## WHAT YOU SHOULD DO
Reproduce the complete listing without any deviation.
--*--
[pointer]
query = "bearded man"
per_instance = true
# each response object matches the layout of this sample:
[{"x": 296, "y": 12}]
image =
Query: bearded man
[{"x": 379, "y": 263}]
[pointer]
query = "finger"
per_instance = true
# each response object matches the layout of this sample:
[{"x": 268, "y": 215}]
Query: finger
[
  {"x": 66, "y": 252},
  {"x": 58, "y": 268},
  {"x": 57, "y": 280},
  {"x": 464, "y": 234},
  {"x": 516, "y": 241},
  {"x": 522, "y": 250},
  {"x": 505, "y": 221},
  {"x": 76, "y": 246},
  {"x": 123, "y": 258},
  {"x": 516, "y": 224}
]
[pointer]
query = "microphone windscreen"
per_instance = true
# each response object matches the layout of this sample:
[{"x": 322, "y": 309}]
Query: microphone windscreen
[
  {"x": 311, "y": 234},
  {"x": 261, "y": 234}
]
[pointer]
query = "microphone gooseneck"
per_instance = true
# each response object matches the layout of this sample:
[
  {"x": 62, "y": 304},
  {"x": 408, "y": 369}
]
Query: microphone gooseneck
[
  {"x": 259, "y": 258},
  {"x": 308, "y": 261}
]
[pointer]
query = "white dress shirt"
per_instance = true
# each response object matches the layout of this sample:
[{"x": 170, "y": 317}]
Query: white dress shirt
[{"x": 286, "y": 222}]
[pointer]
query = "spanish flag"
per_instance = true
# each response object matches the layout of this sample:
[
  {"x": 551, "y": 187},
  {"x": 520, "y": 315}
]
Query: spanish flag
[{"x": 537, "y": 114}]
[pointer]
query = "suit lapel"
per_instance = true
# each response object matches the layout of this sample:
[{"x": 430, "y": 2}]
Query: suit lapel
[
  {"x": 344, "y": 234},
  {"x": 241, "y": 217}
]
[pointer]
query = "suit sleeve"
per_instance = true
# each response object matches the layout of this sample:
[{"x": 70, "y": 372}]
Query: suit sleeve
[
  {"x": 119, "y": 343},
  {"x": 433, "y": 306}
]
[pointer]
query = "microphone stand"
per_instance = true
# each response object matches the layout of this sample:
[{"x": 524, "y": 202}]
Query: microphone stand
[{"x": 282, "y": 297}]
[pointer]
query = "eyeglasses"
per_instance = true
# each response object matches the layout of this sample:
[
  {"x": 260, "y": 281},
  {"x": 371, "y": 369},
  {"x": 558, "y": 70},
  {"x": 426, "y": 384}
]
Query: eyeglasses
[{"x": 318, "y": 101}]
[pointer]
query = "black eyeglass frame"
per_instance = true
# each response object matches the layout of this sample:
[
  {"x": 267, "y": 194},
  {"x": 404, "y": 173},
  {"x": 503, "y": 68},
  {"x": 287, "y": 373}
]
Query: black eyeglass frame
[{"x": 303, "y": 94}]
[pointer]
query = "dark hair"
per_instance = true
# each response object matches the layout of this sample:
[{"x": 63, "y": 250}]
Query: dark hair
--*--
## WRITTEN SOLUTION
[pointer]
query = "bearded man"
per_instance = true
# each response object matches the layout of this sample:
[{"x": 296, "y": 12}]
image =
Query: bearded man
[{"x": 379, "y": 263}]
[pointer]
query = "finger"
per_instance = true
# each response object matches the layout of this sample:
[{"x": 268, "y": 215}]
Query: finger
[
  {"x": 66, "y": 252},
  {"x": 58, "y": 268},
  {"x": 57, "y": 280},
  {"x": 464, "y": 234},
  {"x": 516, "y": 241},
  {"x": 522, "y": 250},
  {"x": 505, "y": 221},
  {"x": 76, "y": 246},
  {"x": 123, "y": 258},
  {"x": 516, "y": 224}
]
[pointer]
query = "microphone windscreen"
per_instance = true
# each response object matches the layout of this sample:
[{"x": 322, "y": 309}]
Query: microphone windscreen
[
  {"x": 311, "y": 234},
  {"x": 261, "y": 234}
]
[pointer]
query = "microphone gooseneck"
per_instance = true
# each response object matches the layout of this sample:
[
  {"x": 62, "y": 304},
  {"x": 408, "y": 369}
]
Query: microphone gooseneck
[
  {"x": 259, "y": 258},
  {"x": 308, "y": 261}
]
[pointer]
query = "white dress shirt"
per_instance = true
# each response object matches the layout of this sample:
[{"x": 170, "y": 317}]
Query: white dress shirt
[{"x": 286, "y": 222}]
[pointer]
query = "spanish flag"
per_instance = true
# each response object matches the layout of this sample:
[
  {"x": 551, "y": 187},
  {"x": 520, "y": 315}
]
Query: spanish flag
[{"x": 537, "y": 114}]
[pointer]
query = "suit lapel"
per_instance = true
# each response object matches the layout of this sample:
[{"x": 430, "y": 2}]
Query: suit lapel
[
  {"x": 344, "y": 234},
  {"x": 241, "y": 217}
]
[pointer]
query = "suit sleeve"
per_instance = true
# each response object matches the layout of this sample:
[{"x": 70, "y": 372}]
Query: suit sleeve
[
  {"x": 119, "y": 343},
  {"x": 433, "y": 306}
]
[pointer]
query = "microphone stand"
per_instance = true
# each response object matches the layout of this sample:
[{"x": 524, "y": 202}]
Query: microphone stand
[{"x": 282, "y": 297}]
[pointer]
query = "eyeglasses"
per_instance = true
# each response object matches the layout of this sample:
[
  {"x": 260, "y": 281},
  {"x": 371, "y": 369},
  {"x": 558, "y": 70},
  {"x": 426, "y": 384}
]
Query: eyeglasses
[{"x": 318, "y": 101}]
[pointer]
query = "black eyeglass frame"
per_instance = true
# each response object matches the layout of this sample:
[
  {"x": 267, "y": 194},
  {"x": 404, "y": 173},
  {"x": 503, "y": 68},
  {"x": 287, "y": 373}
]
Query: black eyeglass frame
[{"x": 303, "y": 94}]
[pointer]
query = "dark hair"
per_instance = true
# each response object matches the layout of this sample:
[{"x": 63, "y": 250}]
Query: dark hair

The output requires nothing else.